**WHAT YOU WILL DO:**
Swap "chair" for "stool" everywhere it occurs in the entries, covering everything from the line containing "target | suit jacket lapel" down to the last entry. Return those lines with nothing else changed, and leave the pictures out of your answer.

====== MATERIAL TO PROCESS ======

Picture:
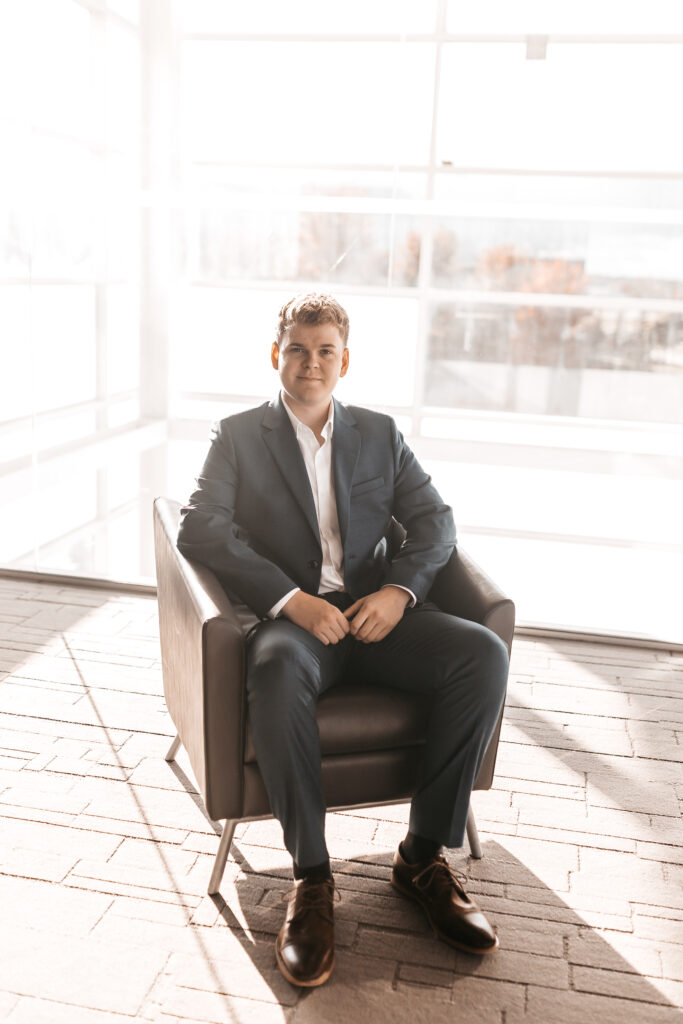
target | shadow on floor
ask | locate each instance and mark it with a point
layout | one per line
(552, 967)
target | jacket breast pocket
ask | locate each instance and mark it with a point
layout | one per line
(363, 486)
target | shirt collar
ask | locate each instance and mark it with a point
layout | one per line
(299, 426)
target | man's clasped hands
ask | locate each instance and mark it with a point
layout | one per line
(369, 620)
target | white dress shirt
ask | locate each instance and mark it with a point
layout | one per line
(317, 460)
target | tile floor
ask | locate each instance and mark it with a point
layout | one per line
(104, 854)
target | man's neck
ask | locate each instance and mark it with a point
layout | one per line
(311, 416)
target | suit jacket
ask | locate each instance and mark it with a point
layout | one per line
(252, 517)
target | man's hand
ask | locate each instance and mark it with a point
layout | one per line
(317, 616)
(375, 615)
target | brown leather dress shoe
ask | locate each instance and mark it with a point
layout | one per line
(305, 945)
(455, 918)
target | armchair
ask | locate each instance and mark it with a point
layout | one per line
(371, 737)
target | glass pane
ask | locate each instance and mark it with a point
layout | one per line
(130, 9)
(63, 344)
(306, 16)
(123, 101)
(299, 103)
(561, 195)
(224, 180)
(66, 211)
(123, 339)
(16, 376)
(590, 107)
(336, 248)
(612, 16)
(559, 257)
(122, 217)
(221, 338)
(382, 350)
(602, 364)
(15, 205)
(61, 66)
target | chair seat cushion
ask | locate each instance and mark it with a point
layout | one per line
(357, 717)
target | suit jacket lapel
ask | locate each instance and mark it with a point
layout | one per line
(345, 449)
(284, 446)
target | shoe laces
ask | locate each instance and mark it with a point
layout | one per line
(441, 869)
(312, 897)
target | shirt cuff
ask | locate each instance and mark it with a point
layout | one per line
(412, 602)
(276, 608)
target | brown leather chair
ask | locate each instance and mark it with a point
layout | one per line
(371, 737)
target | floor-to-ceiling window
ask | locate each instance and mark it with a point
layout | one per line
(494, 190)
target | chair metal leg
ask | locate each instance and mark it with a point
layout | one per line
(472, 835)
(221, 856)
(173, 749)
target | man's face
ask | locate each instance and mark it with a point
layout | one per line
(310, 358)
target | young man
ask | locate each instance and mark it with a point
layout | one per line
(291, 509)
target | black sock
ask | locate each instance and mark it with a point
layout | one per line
(416, 849)
(318, 872)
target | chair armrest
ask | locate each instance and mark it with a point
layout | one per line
(203, 667)
(463, 589)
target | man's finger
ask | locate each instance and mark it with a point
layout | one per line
(358, 623)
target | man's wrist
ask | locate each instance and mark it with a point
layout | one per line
(407, 594)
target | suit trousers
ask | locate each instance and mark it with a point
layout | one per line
(464, 667)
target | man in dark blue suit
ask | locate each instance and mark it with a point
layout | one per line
(291, 511)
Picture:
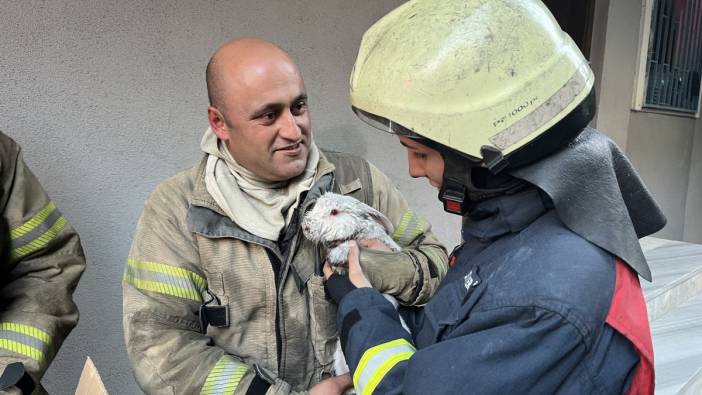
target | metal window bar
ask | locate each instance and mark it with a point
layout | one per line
(674, 64)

======

**RESULT OF THIS EXERCISE:**
target | suit jacket lapel
ask | locate each instance and mark it with a point
layout | one per line
(345, 449)
(284, 446)
target | shoe laces
ask | locate each instance and mark it with a point
layout | one per line
(441, 869)
(312, 897)
target | shirt cuff
ask | locate each instance and mark it with a point
layout | one per line
(412, 602)
(276, 608)
target | brown leather stool
ask | locate each instance and mark it with a point
layout | one per line
(371, 737)
target | floor-to-ceiling window
ask | locate each instance and mark it with a point
layout | one per line
(494, 190)
target | stool metal leg
ask | locate each instance and mark it with a point
layout | one per line
(472, 835)
(221, 856)
(173, 749)
target | man's face
ask | locate each instance and mark it with a point
layout | one per line
(310, 358)
target | young man
ask | locate each instance and mark it with a point
layout | one per line
(291, 509)
target | black sock
ask | locate each instance and mark it with a point
layout | one per line
(416, 849)
(318, 872)
target | stool armrest
ask | locate each instance and mark it with a point
layout | one per line
(203, 667)
(463, 589)
target | man's finger
ask | locate each instance and mark it with a point
layout | one per line
(358, 623)
target | man's wrist
ask | locate each instance and mark it with a point
layout | one per line
(407, 594)
target | suit trousers
ask | locate each instance and mark it with a point
layout | one per line
(464, 667)
target | man in dark blue suit
ask | locate each instance and mark it with a point
layout | one per line
(291, 511)
Picture:
target | metal window bar
ask | locate each instance and mark it with a point
layout | one per line
(674, 64)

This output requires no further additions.